**Directions**
Count the lines in the items below that contain the string "bottom", with case counting. Reply with the number alone.

(Data items)
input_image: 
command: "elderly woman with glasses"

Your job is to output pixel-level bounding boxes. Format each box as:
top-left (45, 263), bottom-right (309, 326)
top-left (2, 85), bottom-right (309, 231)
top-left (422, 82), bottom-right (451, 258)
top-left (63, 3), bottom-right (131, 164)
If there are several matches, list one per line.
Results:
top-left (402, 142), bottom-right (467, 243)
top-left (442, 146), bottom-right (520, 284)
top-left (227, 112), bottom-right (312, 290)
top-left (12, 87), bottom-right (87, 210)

**Task output**
8